Selected excerpt:
========================================================================
Back in 1911, the Brasimone reservoir with a volume of 6.4 million cubic metres was created with the help of a 40-meter high brick dam. It was located on the stream of the same name, which flows from the left into the Setta River (the right tributary of the Reno), and fed the Santa Maria power plant.

And in 1932, to the west of the Setta watershed, on the Limentra di Treppio river (another right tributary of Reno), the Suviana reservoir was built, originally intended only to feed its own hydroelectric power plant with a capacity of 27 MW. The 96-meter-high and 225-meter-long gravity dam built here, which required 288,000 m3 of material, holds a reservoir with a volume of 46.7 million m3 (useful volume 43.9 million m3). It can be noted that, in addition to the direct flow, an additional resource comes to this reservoir from the western direction - from the Pavana reservoir on the Limentra di Sambuca (another right tributary of Reno) and from the Molino del Pallone water intake dam on Reno itself.

Due to increased energy demand, the Bargi hydroelectric power station was built in 1975 at a depth of 30 metres. The power plant uses water from both Lake Suviana and Lake Brasimone.

==2024 explosion==

On April 9, 2024, an explosion at the power plant left seven workers dead and five others critically injured. The explosion occurred around 15:00 CEST at the power plant. The power plant is located about 30 m underground. The prefect of Bologna, Attilio Visconti, said the explosion originated from a turbine located eight levels down and resulted in a fire, and the floor below it flooded. Enel Green Power said there was no damage to the dam's structure.
========================================================================
Dataset records:
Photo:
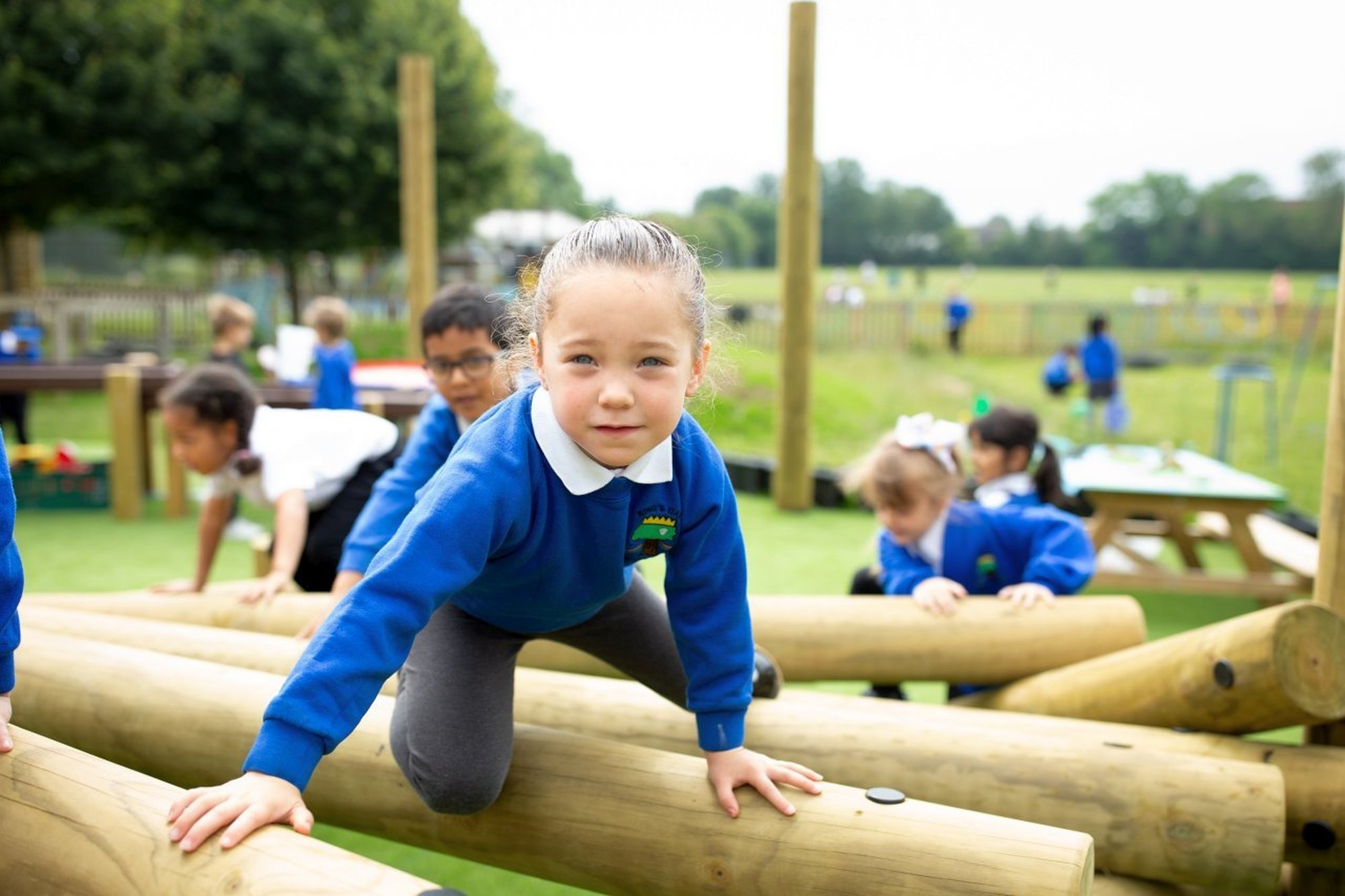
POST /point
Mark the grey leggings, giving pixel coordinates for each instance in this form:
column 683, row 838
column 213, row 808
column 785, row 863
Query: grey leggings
column 453, row 727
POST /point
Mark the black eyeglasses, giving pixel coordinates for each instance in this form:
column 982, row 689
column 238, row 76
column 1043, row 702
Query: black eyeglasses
column 474, row 368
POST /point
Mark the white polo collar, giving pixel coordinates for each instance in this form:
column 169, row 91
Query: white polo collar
column 580, row 474
column 930, row 545
column 997, row 493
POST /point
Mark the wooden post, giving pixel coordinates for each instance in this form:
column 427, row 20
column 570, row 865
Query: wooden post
column 77, row 823
column 813, row 638
column 1270, row 669
column 591, row 813
column 1330, row 587
column 420, row 231
column 793, row 481
column 1223, row 821
column 128, row 447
========================================================================
Activity list:
A. In the Bargi power station text, rewrite the passage from "And in 1932, to" to "and Lake Brasimone.", swapping "gravity dam" for "concrete dam".
B. In the Bargi power station text, how many workers were killed in the explosion on April 9, 2024?
C. What comes next in the Bargi power station text after its final sentence? Write the continuation.

Answers provided:
A.
And in 1932, to the west of the Setta watershed, on the Limentra di Treppio river (another right tributary of Reno), the Suviana reservoir was built, originally intended only to feed its own hydroelectric power plant with a capacity of 27 MW. The 96-meter-high and 225-meter-long concrete dam built here, which required 288,000 m3 of material, holds a reservoir with a volume of 46.7 million m3 (useful volume 43.9 million m3). It can be noted that, in addition to the direct flow, an additional resource comes to this reservoir from the western direction - from the Pavana reservoir on the Limentra di Sambuca (another right tributary of Reno) and from the Molino del Pallone water intake dam on Reno itself.

Due to increased energy demand, the Bargi hydroelectric power station was built in 1975 at a depth of 30 metres. The power plant uses water from both Lake Suviana and Lake Brasimone.

B. Seven workers were killed.

C.
===Victims===
Fifteen people were working at the plant at the time of the explosion. In the immediate aftermath, three workers were killed, including two from the southern cities of Taranto and Messina and a man from Romania who resided in Settimo Torinese. Five people were critically injured with severe burns; they were transported by helicopter to nearby hospitals. Two people are in intensive care. Four workers were declared missing. Three other workers escaped unharmed.

On April 10, aquatic drones were deployed in the lake to search for the missing. The next day, three of the missing were found dead, bringing the death toll to six. The men were from Padua, Milan and Pisa. On the morning of April 12, the last missing worker, a man from Naples, was found dead, bringing the death toll to seven.

The fire brigade had great difficulty gaining access to the fire. A rescue diver gained access to the seventh floor below the surface, but not lower where three people were trapped.

Employees were evacuated following the explosion and electricity production was halted.

===Strikes and protests===
The explosion contributed to concerns about work safety in Italy, with two of the country's largest unions renewing calls for planned nationwide four hour-strikes on April 10. Following the explosion, more strikes and protests took place on April 11.

=== Investigation ===
Authorities said the explosion appeared to have been caused by a defect in one of the turbines. According to Marco Masinara, the mayor of Camugnano, the explosion occurred during maintenance work. An investigation is due to launched after the missing people are found and the plant is deemed safe.

On April 10, Masinara said the plant was never known to be at risk of such an incident.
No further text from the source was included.